[Stored items]

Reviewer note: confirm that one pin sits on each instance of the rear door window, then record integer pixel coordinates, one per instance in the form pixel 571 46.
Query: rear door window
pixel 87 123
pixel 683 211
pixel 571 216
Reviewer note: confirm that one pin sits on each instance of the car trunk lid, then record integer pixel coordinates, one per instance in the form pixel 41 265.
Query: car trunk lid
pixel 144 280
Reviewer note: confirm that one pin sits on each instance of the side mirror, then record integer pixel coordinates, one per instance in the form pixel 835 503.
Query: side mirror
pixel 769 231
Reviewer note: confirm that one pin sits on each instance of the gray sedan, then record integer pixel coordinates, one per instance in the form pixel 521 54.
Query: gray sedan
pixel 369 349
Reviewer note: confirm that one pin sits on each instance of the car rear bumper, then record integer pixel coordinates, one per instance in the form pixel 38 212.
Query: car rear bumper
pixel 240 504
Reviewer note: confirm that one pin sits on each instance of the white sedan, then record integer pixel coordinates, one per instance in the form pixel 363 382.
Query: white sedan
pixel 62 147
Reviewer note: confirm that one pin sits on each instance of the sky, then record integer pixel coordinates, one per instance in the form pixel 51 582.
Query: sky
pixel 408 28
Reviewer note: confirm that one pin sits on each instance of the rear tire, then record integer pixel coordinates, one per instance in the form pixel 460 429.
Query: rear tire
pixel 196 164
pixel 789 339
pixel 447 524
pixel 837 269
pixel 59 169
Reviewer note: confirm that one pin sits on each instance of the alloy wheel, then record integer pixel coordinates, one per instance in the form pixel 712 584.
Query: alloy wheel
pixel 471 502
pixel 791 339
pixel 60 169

---

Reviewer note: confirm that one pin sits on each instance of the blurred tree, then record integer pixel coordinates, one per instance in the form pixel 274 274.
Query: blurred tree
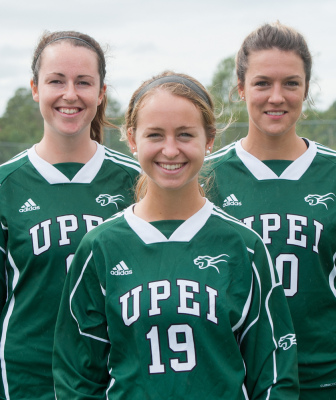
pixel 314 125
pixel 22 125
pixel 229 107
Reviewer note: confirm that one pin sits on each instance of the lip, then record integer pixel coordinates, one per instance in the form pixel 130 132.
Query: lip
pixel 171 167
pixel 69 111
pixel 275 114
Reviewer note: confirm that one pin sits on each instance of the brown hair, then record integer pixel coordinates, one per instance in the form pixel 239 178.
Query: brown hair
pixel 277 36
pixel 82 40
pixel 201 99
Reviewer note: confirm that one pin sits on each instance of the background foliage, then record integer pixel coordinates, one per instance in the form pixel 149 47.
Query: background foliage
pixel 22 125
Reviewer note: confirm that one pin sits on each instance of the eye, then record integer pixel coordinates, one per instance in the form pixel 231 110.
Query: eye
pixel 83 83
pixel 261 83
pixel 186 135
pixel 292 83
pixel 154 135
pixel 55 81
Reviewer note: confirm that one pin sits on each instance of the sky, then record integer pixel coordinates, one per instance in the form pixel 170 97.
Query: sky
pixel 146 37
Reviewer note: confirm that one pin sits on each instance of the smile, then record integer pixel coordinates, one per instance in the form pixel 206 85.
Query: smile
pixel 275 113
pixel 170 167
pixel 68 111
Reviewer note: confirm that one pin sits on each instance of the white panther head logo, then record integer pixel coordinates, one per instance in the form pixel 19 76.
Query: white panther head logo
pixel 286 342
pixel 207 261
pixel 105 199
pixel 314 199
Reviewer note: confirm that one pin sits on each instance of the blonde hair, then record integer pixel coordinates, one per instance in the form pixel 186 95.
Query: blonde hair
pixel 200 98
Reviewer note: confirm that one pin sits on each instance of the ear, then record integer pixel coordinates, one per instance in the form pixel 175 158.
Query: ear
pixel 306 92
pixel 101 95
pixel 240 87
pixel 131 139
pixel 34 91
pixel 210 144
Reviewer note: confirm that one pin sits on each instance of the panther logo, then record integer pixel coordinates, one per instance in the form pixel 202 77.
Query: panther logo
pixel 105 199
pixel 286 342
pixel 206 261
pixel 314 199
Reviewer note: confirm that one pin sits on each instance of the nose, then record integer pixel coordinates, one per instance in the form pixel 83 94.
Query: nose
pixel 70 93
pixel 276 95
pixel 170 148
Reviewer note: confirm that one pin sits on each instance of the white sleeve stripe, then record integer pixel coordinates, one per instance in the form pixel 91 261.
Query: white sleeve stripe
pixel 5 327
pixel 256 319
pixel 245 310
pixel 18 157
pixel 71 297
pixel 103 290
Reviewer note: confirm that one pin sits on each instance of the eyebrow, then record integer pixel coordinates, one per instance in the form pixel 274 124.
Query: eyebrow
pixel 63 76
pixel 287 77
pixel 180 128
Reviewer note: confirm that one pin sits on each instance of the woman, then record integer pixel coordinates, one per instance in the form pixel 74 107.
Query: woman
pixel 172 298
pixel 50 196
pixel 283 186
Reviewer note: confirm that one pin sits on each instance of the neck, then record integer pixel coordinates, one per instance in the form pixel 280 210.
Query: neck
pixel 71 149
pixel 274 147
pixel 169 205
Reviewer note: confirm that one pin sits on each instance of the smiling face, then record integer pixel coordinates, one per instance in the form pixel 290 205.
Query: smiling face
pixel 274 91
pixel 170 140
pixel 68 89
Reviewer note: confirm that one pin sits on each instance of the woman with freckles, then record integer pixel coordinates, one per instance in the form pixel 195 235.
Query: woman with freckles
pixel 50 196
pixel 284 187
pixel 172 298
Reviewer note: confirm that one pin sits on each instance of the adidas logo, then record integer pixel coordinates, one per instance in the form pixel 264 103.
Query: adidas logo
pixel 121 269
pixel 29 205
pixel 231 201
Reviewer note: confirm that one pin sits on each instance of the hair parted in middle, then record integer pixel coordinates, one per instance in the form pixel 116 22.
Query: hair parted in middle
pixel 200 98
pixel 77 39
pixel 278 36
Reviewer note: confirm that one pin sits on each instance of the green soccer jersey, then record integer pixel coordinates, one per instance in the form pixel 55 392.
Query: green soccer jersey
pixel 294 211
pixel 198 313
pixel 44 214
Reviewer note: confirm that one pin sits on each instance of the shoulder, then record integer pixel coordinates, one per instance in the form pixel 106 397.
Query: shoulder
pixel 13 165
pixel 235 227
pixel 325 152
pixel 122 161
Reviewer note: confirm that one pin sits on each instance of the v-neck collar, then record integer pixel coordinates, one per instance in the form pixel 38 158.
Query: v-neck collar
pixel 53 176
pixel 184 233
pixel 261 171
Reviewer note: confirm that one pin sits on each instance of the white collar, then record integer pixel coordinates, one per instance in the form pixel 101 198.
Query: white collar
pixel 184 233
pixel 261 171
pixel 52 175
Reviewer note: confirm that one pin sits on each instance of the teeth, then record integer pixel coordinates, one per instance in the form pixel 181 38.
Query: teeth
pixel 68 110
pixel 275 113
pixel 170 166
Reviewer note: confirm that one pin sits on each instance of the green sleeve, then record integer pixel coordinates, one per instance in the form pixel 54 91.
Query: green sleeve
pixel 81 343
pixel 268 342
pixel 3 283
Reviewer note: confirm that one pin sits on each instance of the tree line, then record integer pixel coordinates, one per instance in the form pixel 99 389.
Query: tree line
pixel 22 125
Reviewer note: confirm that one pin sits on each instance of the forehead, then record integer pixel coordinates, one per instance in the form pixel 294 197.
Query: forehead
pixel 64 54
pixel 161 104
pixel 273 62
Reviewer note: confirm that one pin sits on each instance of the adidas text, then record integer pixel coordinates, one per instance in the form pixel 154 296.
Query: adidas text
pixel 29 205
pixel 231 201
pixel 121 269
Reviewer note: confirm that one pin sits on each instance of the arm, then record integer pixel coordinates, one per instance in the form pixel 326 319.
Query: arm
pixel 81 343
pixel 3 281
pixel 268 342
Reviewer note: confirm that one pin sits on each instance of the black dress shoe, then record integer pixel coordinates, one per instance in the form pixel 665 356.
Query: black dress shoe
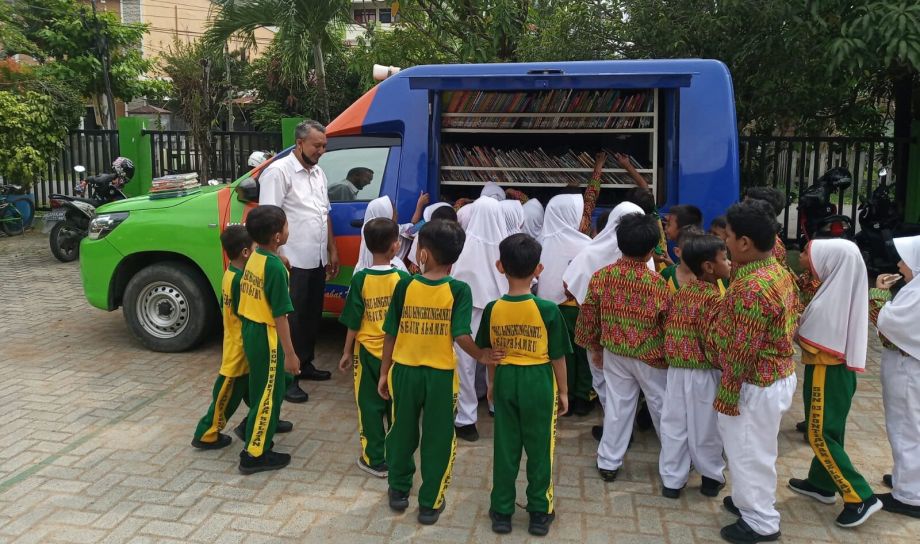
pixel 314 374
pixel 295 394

> DIRECTIVE
Copy, word for word, the part of the records above that starts with the line containing "pixel 41 265." and ends with the line containing "pixel 62 147", with both of those lines included.

> RESULT OF THE TASK
Reviewer note: confirm that one pin sits on each instance of the car trunk lid, then record integer pixel coordinates, one per instance in the form pixel 41 265.
Query: car trunk lid
pixel 144 280
Reviewer note: confirm that one pin sits on each instance of the side mirror, then record integer pixel coordinates, one per instance in the form pixel 835 503.
Query: side mirror
pixel 769 231
Reviewer note: confirm that one pin sits on each instance of the gray sedan, then record integer pixel coordinates, one per instance in the form pixel 521 54.
Query: gray sedan
pixel 369 349
Reviewer note: confirm that one pin sits on each instance of the car rear bumper, then record integer pixel coordinates, one per instance in the form pixel 38 212.
Query: car rear bumper
pixel 240 504
Reviewer note: confirm that one pin sits on each instance of the white sedan, then record integer pixel coordinates, one per instance in the form pixel 363 382.
Query: white sedan
pixel 62 147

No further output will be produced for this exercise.